--- Complete o seguinte ---
[1] Reescreva o trecho do artigo sobre o bem comum que começa em "05 Dezembro 2023" e vai até "Que fim levou?", trocando "polis" por "cidade".
[2] Responda com base no artigo sobre o bem comum:
(a) Quem fez a tradução?
(b) Em que jornal o artigo saiu?
(c) Enzo Bianchi é fundador de qual comunidade?
[3] Escreva o trecho seguinte do artigo sobre o bem comum, a partir da última frase apresentada.

--- Texto de origem ---
05 Dezembro 2023
"Trata-se de estar convencidos de que a polis, a communitas, não é possível sem a contribuição de bens comuns materiais e imateriais; que não é verdade que a boa vida de uma sociedade se realiza graças à autorregularão dos mercados; e que a expressão “bem comum” deve voltar a ser um “norte” para todos os membros da sociedade", escreve Enzo Bianchi, fundador da Comunidade de Bose, membro da comunidade Casa Madia, em artigo publicado por La Repubblica, 04-12-2023. A tradução é de Luisa Rabolini.
Para onde foi a noção de bem comum? Que fim levou?
Bem comum é um conceito essencial para a convivência, para a qualidade de vida na polis.

--- Informações exibidas ---
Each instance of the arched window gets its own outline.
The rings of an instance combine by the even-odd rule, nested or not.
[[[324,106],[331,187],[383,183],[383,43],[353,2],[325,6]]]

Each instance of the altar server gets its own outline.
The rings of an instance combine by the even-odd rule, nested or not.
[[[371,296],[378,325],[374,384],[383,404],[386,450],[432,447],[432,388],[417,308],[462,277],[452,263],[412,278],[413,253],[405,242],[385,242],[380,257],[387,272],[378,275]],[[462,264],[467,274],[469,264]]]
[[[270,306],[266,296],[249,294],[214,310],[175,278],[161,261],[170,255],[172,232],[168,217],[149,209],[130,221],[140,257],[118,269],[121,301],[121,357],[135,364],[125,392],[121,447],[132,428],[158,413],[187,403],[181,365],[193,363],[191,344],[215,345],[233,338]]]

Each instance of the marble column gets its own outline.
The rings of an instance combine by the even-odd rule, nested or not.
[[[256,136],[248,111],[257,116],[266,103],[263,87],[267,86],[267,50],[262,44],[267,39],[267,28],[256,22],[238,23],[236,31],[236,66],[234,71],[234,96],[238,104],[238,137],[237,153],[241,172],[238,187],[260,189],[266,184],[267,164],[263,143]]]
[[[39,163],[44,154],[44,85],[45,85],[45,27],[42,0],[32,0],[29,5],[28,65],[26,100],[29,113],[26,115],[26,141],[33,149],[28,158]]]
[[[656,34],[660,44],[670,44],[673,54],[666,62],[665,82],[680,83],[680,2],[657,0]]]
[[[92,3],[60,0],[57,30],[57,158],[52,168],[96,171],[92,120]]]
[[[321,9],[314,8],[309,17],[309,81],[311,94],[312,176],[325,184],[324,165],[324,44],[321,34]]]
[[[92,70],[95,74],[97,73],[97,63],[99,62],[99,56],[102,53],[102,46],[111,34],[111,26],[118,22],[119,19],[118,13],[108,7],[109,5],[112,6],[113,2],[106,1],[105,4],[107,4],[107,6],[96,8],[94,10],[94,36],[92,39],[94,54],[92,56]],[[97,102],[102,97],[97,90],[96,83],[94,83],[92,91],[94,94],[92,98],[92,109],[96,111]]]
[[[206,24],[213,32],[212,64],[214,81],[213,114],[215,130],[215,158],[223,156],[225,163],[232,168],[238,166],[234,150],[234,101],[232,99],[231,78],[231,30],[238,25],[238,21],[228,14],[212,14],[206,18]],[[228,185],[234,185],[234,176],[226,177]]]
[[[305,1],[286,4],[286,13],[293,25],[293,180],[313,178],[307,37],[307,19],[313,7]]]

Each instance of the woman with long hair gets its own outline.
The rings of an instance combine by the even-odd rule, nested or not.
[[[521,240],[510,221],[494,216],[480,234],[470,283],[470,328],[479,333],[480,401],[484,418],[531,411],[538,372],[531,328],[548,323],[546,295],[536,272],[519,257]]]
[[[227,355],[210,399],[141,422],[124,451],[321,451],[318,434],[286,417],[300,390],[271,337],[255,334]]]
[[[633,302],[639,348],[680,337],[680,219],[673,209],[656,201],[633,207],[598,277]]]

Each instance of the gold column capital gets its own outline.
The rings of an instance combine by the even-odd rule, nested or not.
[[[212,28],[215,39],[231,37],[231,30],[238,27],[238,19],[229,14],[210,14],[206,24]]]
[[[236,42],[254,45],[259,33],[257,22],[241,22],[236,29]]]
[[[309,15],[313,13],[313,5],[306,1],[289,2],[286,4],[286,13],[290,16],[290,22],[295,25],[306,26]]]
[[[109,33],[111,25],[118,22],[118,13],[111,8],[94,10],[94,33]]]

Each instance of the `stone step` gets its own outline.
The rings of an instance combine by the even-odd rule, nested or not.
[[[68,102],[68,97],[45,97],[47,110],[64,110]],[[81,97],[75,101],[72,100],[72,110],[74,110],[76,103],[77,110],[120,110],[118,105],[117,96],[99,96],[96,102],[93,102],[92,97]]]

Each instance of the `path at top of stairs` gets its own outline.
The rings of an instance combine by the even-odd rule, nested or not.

--- Respostas em ordem ---
[1]
05 Dezembro 2023
"Trata-se de estar convencidos de que a cidade, a communitas, não é possível sem a contribuição de bens comuns materiais e imateriais; que não é verdade que a boa vida de uma sociedade se realiza graças à autorregularão dos mercados; e que a expressão “bem comum” deve voltar a ser um “norte” para todos os membros da sociedade", escreve Enzo Bianchi, fundador da Comunidade de Bose, membro da comunidade Casa Madia, em artigo publicado por La Repubblica, 04-12-2023. A tradução é de Luisa Rabolini.
Para onde foi a noção de bem comum? Que fim levou?

[2]
(a) Luisa Rabolini.
(b) La Repubblica.
(c) Comunidade de Bose.

[3]
A expressão é composta por duas palavras: “bem” e “comum”. “Bem” significa o que gostaríamos e o que desejamos para as pessoas às quais estamos ligados. O bonum, o bem é o que os homens e as mulheres desejam para viver bem e em plenitude. “Comum” deriva do latim communis, que indica uma tarefa realizada juntos e também um dom partilhado. Bem comum, portanto, não é simplesmente um patrimônio comum, algo material ou imaterial possuído juntos, mas é o conjunto das condições de vida que favorecem o bem-estar, a humanização de todos: a democracia, a cultura, etc. também são um bem comum.
Bonum commune é um conceito formulado no momento em que estava emergindo o Ocidente, no século XIII. Seguindo Aristóteles, foi Tomás de Aquino quem observou que, tal como a sociedade, a rede das relações, é anterior ao indivíduo-pessoa, assim como a unidade do corpo é anterior aos membros que o compõem. Então o bem de cada um precisa do bem comum que o precede e no qual possa se definir. Nos séculos seguintes esse conceito de bem comum foi posto de lado em favor da concepção individualista e utilitarista da sociedade, e se impôs a ideia segundo a qual a organização política da sociedade se justifica pelo fato de garantir aos seus membros os direitos individuais de que seriam dotados antes de sua existência social.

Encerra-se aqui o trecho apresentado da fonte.